> **Aim**: Print every one of the entries below word for word, leaving the picture out of your answer.

============================================================

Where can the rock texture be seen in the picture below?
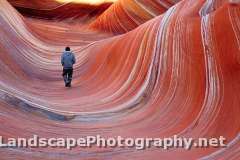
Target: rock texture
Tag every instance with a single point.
(169, 71)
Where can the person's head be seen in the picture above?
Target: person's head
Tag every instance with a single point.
(67, 49)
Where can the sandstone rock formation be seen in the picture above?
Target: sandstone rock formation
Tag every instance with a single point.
(144, 69)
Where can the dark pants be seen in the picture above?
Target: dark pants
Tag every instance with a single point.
(67, 76)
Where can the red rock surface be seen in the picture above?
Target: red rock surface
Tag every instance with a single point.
(175, 73)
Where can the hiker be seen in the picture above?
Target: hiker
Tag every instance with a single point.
(67, 60)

============================================================

> **Answer for this exercise**:
Where can the rock texture be seen in the picture below?
Target: rock texture
Tag every instance with a single point.
(169, 71)
Where can the person's head be seen in the picture above?
Target: person's head
Tag every instance with a single point.
(67, 49)
Where can the sandstone rock formation be seen in the picture above?
Target: sandstone rock formation
Tag every instance with a single point.
(144, 69)
Where can the dark pants be seen in the picture above?
Target: dark pants
Tag every instance with a single point.
(67, 76)
Where can the red rock surface be seen in the picture above?
Target: red rock surface
Tag every instance with a single point.
(175, 73)
Where can the hiker be seen in the picture above?
Target: hiker
Tag every instance with a single point.
(67, 60)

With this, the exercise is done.